#### DATASET ENTRIES

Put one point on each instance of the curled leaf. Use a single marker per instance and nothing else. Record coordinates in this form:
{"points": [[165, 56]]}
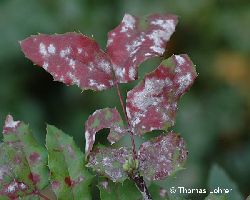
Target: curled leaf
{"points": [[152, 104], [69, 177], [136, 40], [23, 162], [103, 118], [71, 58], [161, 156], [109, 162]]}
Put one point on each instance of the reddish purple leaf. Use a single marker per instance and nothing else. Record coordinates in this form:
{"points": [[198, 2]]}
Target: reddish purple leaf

########
#### DATASET ENTRIES

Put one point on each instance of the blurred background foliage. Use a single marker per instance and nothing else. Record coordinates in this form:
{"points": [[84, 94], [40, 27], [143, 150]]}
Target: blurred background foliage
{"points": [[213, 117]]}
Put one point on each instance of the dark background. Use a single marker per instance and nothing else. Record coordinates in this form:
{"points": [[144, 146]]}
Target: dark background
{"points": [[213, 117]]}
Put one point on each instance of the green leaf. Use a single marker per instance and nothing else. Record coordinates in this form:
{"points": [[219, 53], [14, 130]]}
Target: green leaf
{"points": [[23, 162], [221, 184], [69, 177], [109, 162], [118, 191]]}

########
#### DATASET ENTRIES

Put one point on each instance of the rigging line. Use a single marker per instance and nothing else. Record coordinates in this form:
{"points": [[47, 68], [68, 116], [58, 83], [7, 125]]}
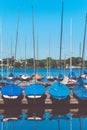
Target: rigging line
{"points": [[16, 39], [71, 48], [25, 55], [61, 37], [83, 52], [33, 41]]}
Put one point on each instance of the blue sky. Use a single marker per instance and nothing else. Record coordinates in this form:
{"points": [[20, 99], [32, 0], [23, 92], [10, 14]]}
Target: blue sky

########

PROBLEM REQUIREMENTS: Copy the lines of the items above from the line with "Put one point on each instance of the reddish" to the line with "Target: reddish purple leaf", both included, reproducing each character without change.

SOLUTION FOR THIS TASK:
Put one point on each instance of the reddish purple leaf. Use a single marker per instance and nothing else. Record coordinates in this form:
{"points": [[198, 2]]}
Target: reddish purple leaf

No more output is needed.